**Your goal**
Write out the rows below again, swapping every "Wanted" for "Needed" and leaving everything else untouched.
--- Start Entries ---
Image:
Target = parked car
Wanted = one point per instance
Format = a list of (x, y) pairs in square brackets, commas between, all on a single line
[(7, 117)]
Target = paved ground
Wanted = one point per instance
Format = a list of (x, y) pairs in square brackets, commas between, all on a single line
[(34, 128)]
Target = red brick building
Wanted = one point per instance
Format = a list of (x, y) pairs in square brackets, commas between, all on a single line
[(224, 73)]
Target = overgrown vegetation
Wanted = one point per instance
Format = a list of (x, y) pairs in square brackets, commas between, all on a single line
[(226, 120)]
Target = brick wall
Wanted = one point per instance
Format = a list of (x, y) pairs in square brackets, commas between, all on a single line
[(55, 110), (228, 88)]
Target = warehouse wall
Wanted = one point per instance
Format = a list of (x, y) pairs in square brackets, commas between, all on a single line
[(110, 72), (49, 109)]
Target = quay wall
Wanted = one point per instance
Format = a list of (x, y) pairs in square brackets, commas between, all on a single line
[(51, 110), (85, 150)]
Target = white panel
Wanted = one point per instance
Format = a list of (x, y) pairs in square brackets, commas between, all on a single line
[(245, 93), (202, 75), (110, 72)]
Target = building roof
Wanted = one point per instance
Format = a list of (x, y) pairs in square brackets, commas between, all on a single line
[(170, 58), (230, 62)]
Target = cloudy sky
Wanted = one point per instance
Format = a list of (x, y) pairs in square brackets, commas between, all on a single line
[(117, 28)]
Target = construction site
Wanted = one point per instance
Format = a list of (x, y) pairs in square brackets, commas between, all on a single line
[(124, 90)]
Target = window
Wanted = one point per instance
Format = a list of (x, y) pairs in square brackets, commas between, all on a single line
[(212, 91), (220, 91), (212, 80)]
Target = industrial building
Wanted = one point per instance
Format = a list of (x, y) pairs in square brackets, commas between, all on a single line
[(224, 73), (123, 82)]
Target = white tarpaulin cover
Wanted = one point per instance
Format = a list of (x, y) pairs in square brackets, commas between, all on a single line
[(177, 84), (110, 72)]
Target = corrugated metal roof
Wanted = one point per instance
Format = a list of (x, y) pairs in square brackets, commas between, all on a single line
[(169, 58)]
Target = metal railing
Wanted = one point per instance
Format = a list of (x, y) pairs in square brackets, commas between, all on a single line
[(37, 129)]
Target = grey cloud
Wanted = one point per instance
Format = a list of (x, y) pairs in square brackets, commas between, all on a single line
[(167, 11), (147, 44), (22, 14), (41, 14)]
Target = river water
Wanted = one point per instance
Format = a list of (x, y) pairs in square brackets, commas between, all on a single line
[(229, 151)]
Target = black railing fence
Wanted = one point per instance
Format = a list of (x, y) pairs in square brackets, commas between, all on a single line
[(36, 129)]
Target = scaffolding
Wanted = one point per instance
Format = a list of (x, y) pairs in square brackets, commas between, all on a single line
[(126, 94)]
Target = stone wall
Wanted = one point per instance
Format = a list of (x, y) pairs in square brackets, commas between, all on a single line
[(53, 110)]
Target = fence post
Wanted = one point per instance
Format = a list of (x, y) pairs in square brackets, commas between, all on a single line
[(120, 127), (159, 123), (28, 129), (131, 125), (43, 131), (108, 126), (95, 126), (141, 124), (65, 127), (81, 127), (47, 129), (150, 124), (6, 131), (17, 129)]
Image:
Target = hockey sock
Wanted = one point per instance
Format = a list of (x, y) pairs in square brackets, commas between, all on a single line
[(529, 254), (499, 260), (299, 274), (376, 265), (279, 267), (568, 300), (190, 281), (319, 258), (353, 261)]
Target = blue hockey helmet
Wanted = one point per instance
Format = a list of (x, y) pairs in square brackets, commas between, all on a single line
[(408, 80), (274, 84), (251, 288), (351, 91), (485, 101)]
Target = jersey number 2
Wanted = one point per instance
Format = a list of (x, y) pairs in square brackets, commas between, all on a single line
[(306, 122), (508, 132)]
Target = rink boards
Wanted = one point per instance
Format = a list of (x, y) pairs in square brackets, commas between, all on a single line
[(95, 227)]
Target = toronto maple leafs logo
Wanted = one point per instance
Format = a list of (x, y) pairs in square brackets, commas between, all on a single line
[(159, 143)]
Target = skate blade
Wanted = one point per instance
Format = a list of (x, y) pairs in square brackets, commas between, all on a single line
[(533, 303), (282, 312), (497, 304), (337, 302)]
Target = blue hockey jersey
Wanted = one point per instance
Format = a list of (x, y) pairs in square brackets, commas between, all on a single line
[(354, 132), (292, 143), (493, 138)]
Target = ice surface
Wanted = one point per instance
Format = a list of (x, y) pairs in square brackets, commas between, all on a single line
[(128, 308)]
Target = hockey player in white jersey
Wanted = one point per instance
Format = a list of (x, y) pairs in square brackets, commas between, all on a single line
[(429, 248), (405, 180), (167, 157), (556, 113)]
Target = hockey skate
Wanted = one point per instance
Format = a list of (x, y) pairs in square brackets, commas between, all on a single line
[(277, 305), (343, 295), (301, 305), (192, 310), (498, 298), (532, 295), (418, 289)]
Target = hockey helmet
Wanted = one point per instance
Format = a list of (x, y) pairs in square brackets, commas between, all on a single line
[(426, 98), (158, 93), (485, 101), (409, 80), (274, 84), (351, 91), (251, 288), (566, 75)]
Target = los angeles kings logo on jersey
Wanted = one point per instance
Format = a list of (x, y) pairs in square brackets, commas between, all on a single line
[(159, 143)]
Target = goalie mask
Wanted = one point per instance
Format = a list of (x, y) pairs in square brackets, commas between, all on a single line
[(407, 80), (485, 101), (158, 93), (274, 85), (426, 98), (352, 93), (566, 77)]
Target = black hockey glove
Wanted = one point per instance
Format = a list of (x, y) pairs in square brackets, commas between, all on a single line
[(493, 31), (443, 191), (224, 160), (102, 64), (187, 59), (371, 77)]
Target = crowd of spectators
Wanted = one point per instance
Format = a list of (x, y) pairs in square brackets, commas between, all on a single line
--- End Entries ---
**Solved exercise**
Image:
Target = parked car
Needed = one point per instance
Format = a list of (x, y) pairs in square brackets, commas between, all on a single line
[(7, 117)]
Target = paved ground
Needed = one point per instance
Format = a list of (x, y) pairs in square brackets, commas between, all on a single line
[(34, 128)]
Target = red brick building
Needed = one point per instance
Format = a list of (x, y) pairs in square brackets, commas between, all on a single line
[(224, 73)]
Target = overgrown vegetation
Needed = one point per instance
Format = a list of (x, y) pairs in square brackets, commas between, all on a single line
[(226, 120)]
Target = brick wall
Needed = one point per instance
Format = a list of (x, y) pairs in square brackets, commas between, all on a single line
[(55, 110), (228, 88)]
Target = warehouse wall
Needed = one point per instance
Format = a list of (x, y) pairs in square brackets, commas between, all on a single line
[(110, 72), (49, 109)]
Target = quay wall
Needed = one point per instance
Format = a list of (x, y) pairs in square brackets, commas between, all on a single line
[(51, 110), (85, 150)]
Target = white panel
Needed = one point per instance
Format = a list of (x, y) pairs in square brackets, commas between, all on a single line
[(245, 93), (202, 75), (110, 72)]
Target = building roof
Needed = one point per instance
Format = a list of (x, y) pairs in square brackets, commas between, all on a single line
[(170, 58), (230, 62)]
Target = cloudy sky
Needed = one point per instance
Format = a list of (x, y) pairs in square brackets, commas between, all on a single line
[(117, 28)]
Target = construction site
Needed = one point per instance
Format = a list of (x, y) pairs in square brackets, commas between, all on a single line
[(124, 90)]
Target = window
Needed = one point per instance
Format = a list of (x, y) pairs in square brackets, commas between, all on a single line
[(212, 91), (220, 91), (212, 80)]
Target = industrial building
Needed = one point per instance
Format = a list of (x, y) pairs in square brackets, commas between, all on a single line
[(224, 73), (123, 82)]
Target = white tarpaulin cover
Needed = one point per instance
Format = a list of (x, y) pairs in square brackets, commas between, all on a single line
[(177, 84), (110, 72)]
Target = corrugated metal roof
Needed = one point per instance
Format = a list of (x, y) pairs in square brackets, commas between, all on a single line
[(169, 58)]
Target = metal railing
Needed = one point per instance
Format = a list of (x, y) pairs in square brackets, commas between, all on a single line
[(37, 129)]
Target = grey cloud
Needed = one point per instance
Format = a list of (x, y) pairs in square brackets, commas between, all on a single line
[(167, 11), (147, 44), (22, 14), (41, 14)]
Target = river water
Needed = one point per instance
Format = a list of (x, y) pairs in square brackets, commas between, all on a single line
[(229, 151)]
Target = black railing fence
Needed = one point per instance
Format = a list of (x, y) pairs in square brackets, commas between, all on a single line
[(36, 129)]
Target = scaffolding
Needed = one point per instance
Format = a list of (x, y) pairs in square brackets, commas between, all on a single line
[(126, 94)]
Target = stone wall
Needed = one point per instance
Format = a list of (x, y) pairs in square brackets, commas between, all on a single line
[(53, 110)]
Target = fence post
Needed = one point per instance
Format = a list of (x, y) pairs in square brackets, commas between, all on a single line
[(120, 127), (159, 123), (28, 129), (131, 125), (43, 131), (108, 126), (95, 126), (141, 124), (65, 127), (81, 127), (47, 129), (150, 124), (6, 131), (17, 129)]
Image:
Target = hockey sock
Needed = one point per instance
Format = a list of (x, y) pairs in square brackets, commas between, all on a single line
[(529, 254), (499, 260), (299, 274), (376, 265), (279, 267), (568, 300), (190, 281), (319, 258), (353, 261)]
Target = blue hockey helmet
Needed = one point per instance
Format = a list of (x, y) pairs in square brackets, commas between, all on a single line
[(408, 80), (274, 84), (251, 288), (351, 91), (485, 101)]
Target = jersey number 2
Needed = one point per instance
Format = a list of (x, y) pairs in square brackets, commas between, all on a single line
[(306, 122), (508, 132)]
Target = rink boards
Needed = one point per instance
Format = a list of (x, y) pairs in square brackets, commas between, all on a single line
[(95, 227)]
Target = toronto maple leafs logo
Needed = one point per instance
Format = a list of (x, y) pairs in square brackets, commas between, all on a single line
[(159, 143)]
Target = skate blade
Needed = one point per instance
Format = a list of (x, y) pairs in square brackets, commas between, all on a single line
[(533, 303), (282, 312), (497, 304), (337, 302)]
Target = blue hockey jersey
Needed = one point per instance
Format = a list of (x, y) pairs in square brackets, commas between, all on a single line
[(354, 132), (292, 143), (493, 138)]
Target = ice surface
Needed = one point per instance
Format = a list of (x, y) pairs in square brackets, commas between, all on a single line
[(128, 308)]
Target = hockey player in white jersey
Needed = one point per instance
Format = a list of (x, y) pairs in square brackets, commas between, all on a single line
[(429, 248), (405, 180), (167, 157), (556, 113)]
Target = hockey skate
Needed = one point per instance
Format = a list of (x, y) pairs in square brackets, commas between, all on a single line
[(277, 305), (343, 295), (301, 305), (192, 310), (498, 298), (532, 295), (418, 289)]
Target = hockey helmet
Needed = one point per instance
Format = a list of (x, y) pairs in square brackets, commas between, all on a single line
[(426, 98), (158, 93), (485, 101), (409, 80), (274, 84), (351, 91), (251, 288), (566, 75)]
Target = los angeles kings logo on jersey
Needed = one point per instance
Format = a list of (x, y) pairs in square brackets, commas between, all on a single line
[(159, 143)]
Target = goalie mask
Needed = one point per instance
Format = a list of (x, y) pairs in square brackets, commas between, all on a single line
[(407, 80), (485, 101), (158, 93), (274, 85), (426, 98), (352, 93), (566, 77)]
Target = black hockey glove
Needed = one point per instance
Format = a list of (x, y) pairs in square brackets, commas between, all on a single line
[(493, 31), (443, 191), (224, 160), (102, 64), (187, 59), (371, 77)]
Target = crowd of spectators
Needed = one point per instance
Format = a list of (x, y) pairs in square brackets, commas between, all on a single line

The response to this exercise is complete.